# Quoted passage:
# # # #
24 April 2017
Patients and families supported by John Taylor Hospice have created a series of films telling their own stories which will be incorporated into at an exhibition in Erdington.
‘The Life: Moving’ project saw six patients and family members at the hospice filming their thoughts and experiences over a six month period.
And the finished films will be featured in an exhibition at St Barnabas Church in Erdington, between 28-29 April.
Each film-maker was given practical training and filmmaking devices that best met their needs.
‘Life: Moving’ is part of a University of Birmingham research project which aims to challenge society’s misconceptions about terminal illness by giving those experiencing it the opportunity to tell their own stories and bring them to a wider audience.
One of the participants is 56-year-old Robert Homer (pictured), an artist from Handsworth, and in his ten minute film he shares some of the challenges he faces in daily life.
He said: “I started with several ideas and gradually it became clearer what I wanted to concentrate on. I’m pleased with the final film. People don’t know what it’s like when you you’ve been told you’re going to die so I hope this film will help them understand a bit more.”
Family members were also invited to take part. Haifa Ahmed, whose husband Yussef was supported by the hospice, took part with her daughter Reem.
She said: “Yussef is a soul mate, friend and husband who will be missed forever. Yussef Ahmed is poet, father, friend, brother and son to all his people in Birmingham, Trinidad and Palestine and he died after fighting a great fight with a cruel illnesses.
# # # #
# Given records:
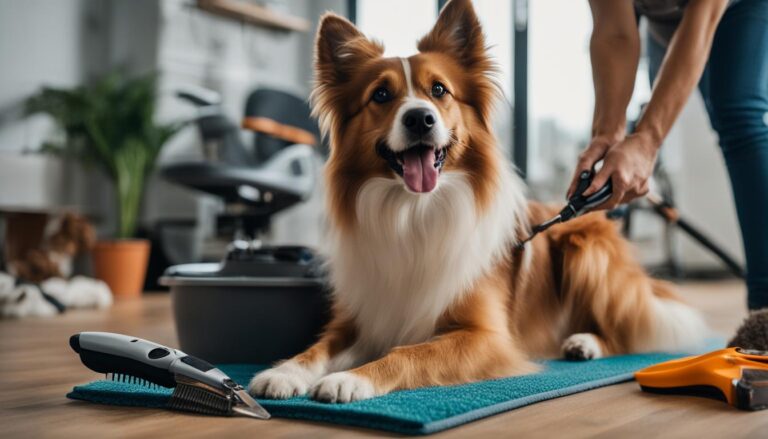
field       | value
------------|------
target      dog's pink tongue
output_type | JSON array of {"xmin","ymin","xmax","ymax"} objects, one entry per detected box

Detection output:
[{"xmin": 403, "ymin": 148, "xmax": 437, "ymax": 192}]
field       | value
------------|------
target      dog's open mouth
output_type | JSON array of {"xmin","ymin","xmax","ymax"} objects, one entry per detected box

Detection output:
[{"xmin": 377, "ymin": 144, "xmax": 448, "ymax": 193}]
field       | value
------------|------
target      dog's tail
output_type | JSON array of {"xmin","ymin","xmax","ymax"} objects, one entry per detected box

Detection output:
[{"xmin": 552, "ymin": 215, "xmax": 709, "ymax": 354}]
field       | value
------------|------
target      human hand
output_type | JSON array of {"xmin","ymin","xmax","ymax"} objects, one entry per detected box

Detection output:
[{"xmin": 568, "ymin": 133, "xmax": 658, "ymax": 209}]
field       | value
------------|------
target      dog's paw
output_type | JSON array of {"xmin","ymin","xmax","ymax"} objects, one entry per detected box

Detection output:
[
  {"xmin": 311, "ymin": 372, "xmax": 376, "ymax": 402},
  {"xmin": 248, "ymin": 361, "xmax": 315, "ymax": 399},
  {"xmin": 560, "ymin": 333, "xmax": 603, "ymax": 361}
]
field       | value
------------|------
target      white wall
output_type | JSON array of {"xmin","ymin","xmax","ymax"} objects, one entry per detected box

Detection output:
[{"xmin": 0, "ymin": 0, "xmax": 106, "ymax": 152}]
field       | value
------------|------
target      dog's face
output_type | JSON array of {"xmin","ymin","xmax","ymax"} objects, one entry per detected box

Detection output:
[{"xmin": 312, "ymin": 0, "xmax": 498, "ymax": 225}]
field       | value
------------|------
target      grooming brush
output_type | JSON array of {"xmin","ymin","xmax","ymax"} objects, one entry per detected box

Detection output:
[
  {"xmin": 516, "ymin": 171, "xmax": 613, "ymax": 250},
  {"xmin": 635, "ymin": 348, "xmax": 768, "ymax": 410},
  {"xmin": 69, "ymin": 332, "xmax": 270, "ymax": 419}
]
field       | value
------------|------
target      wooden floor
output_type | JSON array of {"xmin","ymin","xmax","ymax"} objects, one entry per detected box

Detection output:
[{"xmin": 0, "ymin": 281, "xmax": 768, "ymax": 439}]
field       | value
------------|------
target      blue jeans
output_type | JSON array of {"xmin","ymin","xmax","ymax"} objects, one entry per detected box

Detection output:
[{"xmin": 647, "ymin": 0, "xmax": 768, "ymax": 309}]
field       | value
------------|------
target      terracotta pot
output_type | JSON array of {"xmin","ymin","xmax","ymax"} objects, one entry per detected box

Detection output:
[{"xmin": 93, "ymin": 239, "xmax": 149, "ymax": 299}]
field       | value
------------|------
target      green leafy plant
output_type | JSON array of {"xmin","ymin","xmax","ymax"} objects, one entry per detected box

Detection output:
[{"xmin": 26, "ymin": 73, "xmax": 183, "ymax": 238}]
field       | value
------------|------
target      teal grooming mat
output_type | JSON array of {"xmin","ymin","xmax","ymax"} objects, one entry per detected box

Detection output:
[{"xmin": 67, "ymin": 353, "xmax": 708, "ymax": 435}]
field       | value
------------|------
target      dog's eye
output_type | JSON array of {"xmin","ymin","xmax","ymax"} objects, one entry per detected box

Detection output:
[
  {"xmin": 371, "ymin": 87, "xmax": 392, "ymax": 104},
  {"xmin": 432, "ymin": 82, "xmax": 448, "ymax": 98}
]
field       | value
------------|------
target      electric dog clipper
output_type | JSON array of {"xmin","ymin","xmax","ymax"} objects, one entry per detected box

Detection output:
[
  {"xmin": 69, "ymin": 332, "xmax": 270, "ymax": 419},
  {"xmin": 516, "ymin": 171, "xmax": 613, "ymax": 250},
  {"xmin": 635, "ymin": 348, "xmax": 768, "ymax": 410}
]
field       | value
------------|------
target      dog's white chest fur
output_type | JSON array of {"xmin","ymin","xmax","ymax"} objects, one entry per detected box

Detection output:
[{"xmin": 330, "ymin": 170, "xmax": 525, "ymax": 362}]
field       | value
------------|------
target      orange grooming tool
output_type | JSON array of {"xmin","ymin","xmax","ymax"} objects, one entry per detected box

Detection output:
[{"xmin": 635, "ymin": 348, "xmax": 768, "ymax": 410}]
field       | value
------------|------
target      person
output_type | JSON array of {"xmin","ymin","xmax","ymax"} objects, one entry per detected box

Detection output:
[{"xmin": 568, "ymin": 0, "xmax": 768, "ymax": 309}]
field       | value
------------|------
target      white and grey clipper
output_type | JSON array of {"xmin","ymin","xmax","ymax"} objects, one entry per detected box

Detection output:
[{"xmin": 69, "ymin": 332, "xmax": 270, "ymax": 419}]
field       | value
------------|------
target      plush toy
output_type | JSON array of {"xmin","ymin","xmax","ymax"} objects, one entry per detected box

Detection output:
[{"xmin": 728, "ymin": 308, "xmax": 768, "ymax": 351}]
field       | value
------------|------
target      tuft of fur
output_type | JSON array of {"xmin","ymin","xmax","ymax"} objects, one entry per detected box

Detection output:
[{"xmin": 728, "ymin": 308, "xmax": 768, "ymax": 351}]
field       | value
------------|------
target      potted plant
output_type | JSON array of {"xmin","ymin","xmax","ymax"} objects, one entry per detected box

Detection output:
[{"xmin": 26, "ymin": 73, "xmax": 182, "ymax": 297}]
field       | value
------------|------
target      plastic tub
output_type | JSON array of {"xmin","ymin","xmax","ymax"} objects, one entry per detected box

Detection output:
[{"xmin": 160, "ymin": 248, "xmax": 329, "ymax": 364}]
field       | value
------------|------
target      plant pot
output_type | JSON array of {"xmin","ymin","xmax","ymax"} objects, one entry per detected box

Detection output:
[{"xmin": 93, "ymin": 239, "xmax": 149, "ymax": 299}]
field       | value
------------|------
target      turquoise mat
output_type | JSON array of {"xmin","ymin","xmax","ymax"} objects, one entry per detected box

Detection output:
[{"xmin": 67, "ymin": 353, "xmax": 708, "ymax": 434}]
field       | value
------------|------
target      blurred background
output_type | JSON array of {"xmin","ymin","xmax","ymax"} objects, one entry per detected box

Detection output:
[{"xmin": 0, "ymin": 0, "xmax": 742, "ymax": 302}]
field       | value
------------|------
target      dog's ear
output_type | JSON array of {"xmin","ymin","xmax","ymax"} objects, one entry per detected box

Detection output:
[
  {"xmin": 315, "ymin": 13, "xmax": 384, "ymax": 85},
  {"xmin": 418, "ymin": 0, "xmax": 488, "ymax": 68}
]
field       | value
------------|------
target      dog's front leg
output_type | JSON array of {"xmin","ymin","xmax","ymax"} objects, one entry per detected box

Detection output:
[
  {"xmin": 248, "ymin": 317, "xmax": 355, "ymax": 399},
  {"xmin": 310, "ymin": 276, "xmax": 536, "ymax": 402}
]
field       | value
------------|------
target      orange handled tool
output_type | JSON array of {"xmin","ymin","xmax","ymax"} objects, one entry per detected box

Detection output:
[{"xmin": 635, "ymin": 348, "xmax": 768, "ymax": 410}]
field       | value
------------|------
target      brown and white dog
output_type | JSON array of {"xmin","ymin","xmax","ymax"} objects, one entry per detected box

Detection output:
[{"xmin": 250, "ymin": 0, "xmax": 706, "ymax": 402}]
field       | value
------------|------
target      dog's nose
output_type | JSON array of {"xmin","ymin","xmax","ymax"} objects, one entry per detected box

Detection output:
[{"xmin": 403, "ymin": 108, "xmax": 436, "ymax": 135}]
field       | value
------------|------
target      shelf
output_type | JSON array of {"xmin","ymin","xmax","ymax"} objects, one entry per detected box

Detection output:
[{"xmin": 197, "ymin": 0, "xmax": 310, "ymax": 32}]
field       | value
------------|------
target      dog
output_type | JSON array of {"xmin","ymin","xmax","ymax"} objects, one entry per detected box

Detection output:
[
  {"xmin": 8, "ymin": 212, "xmax": 96, "ymax": 282},
  {"xmin": 249, "ymin": 0, "xmax": 706, "ymax": 403}
]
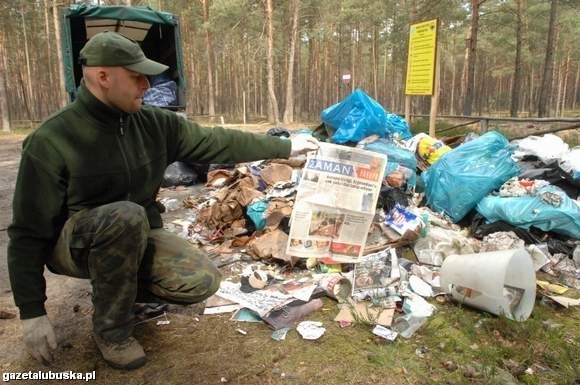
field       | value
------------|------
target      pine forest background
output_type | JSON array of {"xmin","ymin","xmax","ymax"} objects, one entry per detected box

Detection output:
[{"xmin": 0, "ymin": 0, "xmax": 580, "ymax": 129}]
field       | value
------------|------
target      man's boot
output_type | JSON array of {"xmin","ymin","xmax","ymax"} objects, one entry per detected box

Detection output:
[{"xmin": 93, "ymin": 334, "xmax": 147, "ymax": 370}]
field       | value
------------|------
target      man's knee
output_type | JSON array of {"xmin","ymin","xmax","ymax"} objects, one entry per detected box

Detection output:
[
  {"xmin": 149, "ymin": 261, "xmax": 222, "ymax": 304},
  {"xmin": 97, "ymin": 201, "xmax": 149, "ymax": 231}
]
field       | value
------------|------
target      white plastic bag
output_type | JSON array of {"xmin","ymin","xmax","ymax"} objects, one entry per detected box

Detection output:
[{"xmin": 512, "ymin": 134, "xmax": 570, "ymax": 163}]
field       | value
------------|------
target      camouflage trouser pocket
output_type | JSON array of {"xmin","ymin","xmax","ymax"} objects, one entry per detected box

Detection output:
[{"xmin": 139, "ymin": 229, "xmax": 221, "ymax": 304}]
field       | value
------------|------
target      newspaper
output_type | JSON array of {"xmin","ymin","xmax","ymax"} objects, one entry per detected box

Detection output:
[{"xmin": 286, "ymin": 143, "xmax": 387, "ymax": 262}]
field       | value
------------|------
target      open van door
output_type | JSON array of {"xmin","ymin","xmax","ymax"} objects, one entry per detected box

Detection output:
[{"xmin": 61, "ymin": 4, "xmax": 186, "ymax": 111}]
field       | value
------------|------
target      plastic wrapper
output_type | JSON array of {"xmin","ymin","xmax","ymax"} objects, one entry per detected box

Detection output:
[
  {"xmin": 559, "ymin": 146, "xmax": 580, "ymax": 181},
  {"xmin": 247, "ymin": 201, "xmax": 268, "ymax": 230},
  {"xmin": 422, "ymin": 131, "xmax": 519, "ymax": 222},
  {"xmin": 413, "ymin": 226, "xmax": 475, "ymax": 266},
  {"xmin": 364, "ymin": 139, "xmax": 417, "ymax": 190},
  {"xmin": 161, "ymin": 162, "xmax": 199, "ymax": 187},
  {"xmin": 512, "ymin": 134, "xmax": 569, "ymax": 163},
  {"xmin": 477, "ymin": 186, "xmax": 580, "ymax": 239}
]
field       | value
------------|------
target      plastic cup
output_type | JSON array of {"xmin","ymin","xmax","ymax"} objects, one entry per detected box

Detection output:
[{"xmin": 440, "ymin": 249, "xmax": 536, "ymax": 321}]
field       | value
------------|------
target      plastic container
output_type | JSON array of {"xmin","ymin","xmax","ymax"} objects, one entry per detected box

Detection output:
[
  {"xmin": 440, "ymin": 249, "xmax": 536, "ymax": 321},
  {"xmin": 393, "ymin": 314, "xmax": 427, "ymax": 338}
]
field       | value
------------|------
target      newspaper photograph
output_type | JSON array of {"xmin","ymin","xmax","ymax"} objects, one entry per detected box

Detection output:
[{"xmin": 286, "ymin": 143, "xmax": 387, "ymax": 262}]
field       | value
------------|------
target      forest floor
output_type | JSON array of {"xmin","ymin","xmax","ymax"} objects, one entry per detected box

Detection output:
[{"xmin": 0, "ymin": 126, "xmax": 580, "ymax": 385}]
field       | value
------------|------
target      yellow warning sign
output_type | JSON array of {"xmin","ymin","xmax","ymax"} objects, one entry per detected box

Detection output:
[{"xmin": 405, "ymin": 19, "xmax": 437, "ymax": 95}]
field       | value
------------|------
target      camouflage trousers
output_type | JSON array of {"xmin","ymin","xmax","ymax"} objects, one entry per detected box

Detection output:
[{"xmin": 48, "ymin": 201, "xmax": 221, "ymax": 342}]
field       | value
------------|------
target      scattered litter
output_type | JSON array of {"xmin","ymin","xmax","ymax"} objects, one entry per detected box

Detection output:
[
  {"xmin": 373, "ymin": 325, "xmax": 399, "ymax": 342},
  {"xmin": 415, "ymin": 346, "xmax": 429, "ymax": 358},
  {"xmin": 536, "ymin": 280, "xmax": 568, "ymax": 294},
  {"xmin": 231, "ymin": 305, "xmax": 264, "ymax": 323},
  {"xmin": 334, "ymin": 302, "xmax": 395, "ymax": 326},
  {"xmin": 547, "ymin": 295, "xmax": 580, "ymax": 308},
  {"xmin": 319, "ymin": 273, "xmax": 352, "ymax": 303},
  {"xmin": 296, "ymin": 321, "xmax": 326, "ymax": 340},
  {"xmin": 409, "ymin": 275, "xmax": 433, "ymax": 297},
  {"xmin": 272, "ymin": 327, "xmax": 290, "ymax": 341},
  {"xmin": 393, "ymin": 314, "xmax": 427, "ymax": 338},
  {"xmin": 156, "ymin": 92, "xmax": 580, "ymax": 356},
  {"xmin": 203, "ymin": 304, "xmax": 240, "ymax": 315}
]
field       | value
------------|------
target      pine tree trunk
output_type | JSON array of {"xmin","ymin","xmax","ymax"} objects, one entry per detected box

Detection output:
[
  {"xmin": 266, "ymin": 0, "xmax": 280, "ymax": 124},
  {"xmin": 373, "ymin": 25, "xmax": 379, "ymax": 99},
  {"xmin": 572, "ymin": 64, "xmax": 580, "ymax": 111},
  {"xmin": 44, "ymin": 0, "xmax": 54, "ymax": 114},
  {"xmin": 283, "ymin": 0, "xmax": 300, "ymax": 123},
  {"xmin": 463, "ymin": 0, "xmax": 480, "ymax": 116},
  {"xmin": 20, "ymin": 9, "xmax": 36, "ymax": 121},
  {"xmin": 449, "ymin": 35, "xmax": 457, "ymax": 115},
  {"xmin": 560, "ymin": 48, "xmax": 571, "ymax": 116},
  {"xmin": 52, "ymin": 0, "xmax": 68, "ymax": 107},
  {"xmin": 538, "ymin": 0, "xmax": 558, "ymax": 117},
  {"xmin": 0, "ymin": 27, "xmax": 10, "ymax": 132},
  {"xmin": 201, "ymin": 0, "xmax": 217, "ymax": 117},
  {"xmin": 510, "ymin": 0, "xmax": 523, "ymax": 117}
]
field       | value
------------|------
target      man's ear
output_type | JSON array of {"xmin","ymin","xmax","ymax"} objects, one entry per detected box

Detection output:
[{"xmin": 95, "ymin": 68, "xmax": 113, "ymax": 89}]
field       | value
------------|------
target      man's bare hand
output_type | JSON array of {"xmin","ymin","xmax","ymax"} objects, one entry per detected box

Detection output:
[
  {"xmin": 290, "ymin": 135, "xmax": 320, "ymax": 157},
  {"xmin": 22, "ymin": 315, "xmax": 58, "ymax": 365}
]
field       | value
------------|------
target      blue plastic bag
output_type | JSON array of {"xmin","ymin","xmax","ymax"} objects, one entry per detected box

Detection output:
[
  {"xmin": 477, "ymin": 185, "xmax": 580, "ymax": 239},
  {"xmin": 247, "ymin": 200, "xmax": 268, "ymax": 230},
  {"xmin": 422, "ymin": 131, "xmax": 519, "ymax": 222},
  {"xmin": 364, "ymin": 139, "xmax": 417, "ymax": 190},
  {"xmin": 320, "ymin": 89, "xmax": 387, "ymax": 143},
  {"xmin": 387, "ymin": 114, "xmax": 413, "ymax": 140}
]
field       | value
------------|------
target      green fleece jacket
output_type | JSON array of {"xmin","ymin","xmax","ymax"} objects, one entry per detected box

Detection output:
[{"xmin": 8, "ymin": 85, "xmax": 290, "ymax": 319}]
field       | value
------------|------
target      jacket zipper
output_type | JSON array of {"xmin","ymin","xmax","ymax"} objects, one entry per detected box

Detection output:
[{"xmin": 117, "ymin": 115, "xmax": 131, "ymax": 201}]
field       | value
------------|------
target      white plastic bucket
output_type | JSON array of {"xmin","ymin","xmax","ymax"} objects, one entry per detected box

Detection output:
[{"xmin": 440, "ymin": 249, "xmax": 536, "ymax": 321}]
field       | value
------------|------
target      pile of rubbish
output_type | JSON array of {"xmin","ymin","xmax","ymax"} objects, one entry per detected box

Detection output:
[{"xmin": 162, "ymin": 90, "xmax": 580, "ymax": 341}]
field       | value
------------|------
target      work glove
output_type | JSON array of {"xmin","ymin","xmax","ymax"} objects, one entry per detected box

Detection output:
[
  {"xmin": 22, "ymin": 315, "xmax": 58, "ymax": 365},
  {"xmin": 290, "ymin": 135, "xmax": 319, "ymax": 157}
]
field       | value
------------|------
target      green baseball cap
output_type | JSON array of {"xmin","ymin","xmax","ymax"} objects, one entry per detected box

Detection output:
[{"xmin": 80, "ymin": 31, "xmax": 169, "ymax": 75}]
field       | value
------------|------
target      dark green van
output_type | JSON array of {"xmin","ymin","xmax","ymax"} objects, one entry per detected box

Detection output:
[{"xmin": 61, "ymin": 4, "xmax": 185, "ymax": 111}]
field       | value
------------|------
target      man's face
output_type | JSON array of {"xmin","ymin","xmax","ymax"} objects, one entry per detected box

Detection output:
[{"xmin": 106, "ymin": 67, "xmax": 149, "ymax": 113}]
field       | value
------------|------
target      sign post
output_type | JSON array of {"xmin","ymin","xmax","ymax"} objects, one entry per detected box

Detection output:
[{"xmin": 405, "ymin": 19, "xmax": 439, "ymax": 136}]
# # # #
# Check your understanding:
**A.** Retype the article on the hospice film project between "One of the participants" and "her daughter Reem.", inclusive.
**B.** In the article on the hospice film project, where will the finished films be exhibited?
The listing comes from a separate source unrelated to the article on the hospice film project.

# Outputs by task:
**A.**
One of the participants is 56-year-old Robert Homer (pictured), an artist from Handsworth, and in his ten minute film he shares some of the challenges he faces in daily life.
He said: “I started with several ideas and gradually it became clearer what I wanted to concentrate on. I’m pleased with the final film. People don’t know what it’s like when you you’ve been told you’re going to die so I hope this film will help them understand a bit more.”
Family members were also invited to take part. Haifa Ahmed, whose husband Yussef was supported by the hospice, took part with her daughter Reem.

**B.** At St Barnabas Church in Erdington.